Task prompt:
Reproduce all entries precisely as they are written.

* BEGIN Information supplied *

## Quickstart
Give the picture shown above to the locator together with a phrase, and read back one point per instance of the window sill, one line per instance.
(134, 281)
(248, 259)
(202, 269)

* END Information supplied *

The response:
## Quickstart
Give the picture shown above to the locator together with a phrase, and read back one point per instance of the window sill, one line per instance.
(134, 281)
(248, 259)
(202, 269)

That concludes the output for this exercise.